**Selection:**

++++++++++

Green Energy
Asia Minor and Why I Fight
I recall an invitation to write about what led each of us to our anti-jihadi stance. I had written about this in part earlier on my site, and I'd like to post some parts of the original article and add a few comments, if no one minds.
From Asia Minor and Why I Fight:
I suppose that since very early on in my life I knew that there was fear associated with the word "Turk". One of the few memories I have of my Grandfather is of him showing me his turquoise colored prayer beads on an old leather band and saying something about Turks. I think that he was telling me about our family and how we came from what is called Turkey and that something had happened with the Turks. What I mainly remember is thinking that I was perhaps Turkish and being corrected adamantly on that point. As with many childhood memories, this one remains vague. But I always knew that somehow the Turks figured into family history in a very bad way. As I got older, I still knew little about being half-Greek, but I did learn that it was de rigeur for Greeks to hate Turks, and just assumed that that was all that was behind my Dad's occasional comments regarding Turks or his outrage when Newt Gingrich claimed that Kemal Ataturk was a hero of his. I never imagined what I would come to discover, both about my family and about all of the Christians of Asia Minor.....

++++++++++

**Data lines:**
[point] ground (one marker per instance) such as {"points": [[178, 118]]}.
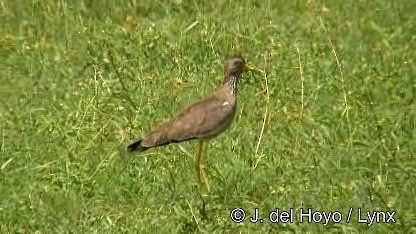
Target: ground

++++++++++

**Work to complete:**
Answer these from the Asia Minor text:
(a) What is the title of the earlier article that the text quotes from?
(b) What color were the grandfather's prayer beads, and what were they on?
(c) Who claimed that Kemal Ataturk was a hero of his?

**Response to the exercise:**
(a) "Asia Minor and Why I Fight"
(b) Turquoise, on an old leather band
(c) Newt Gingrich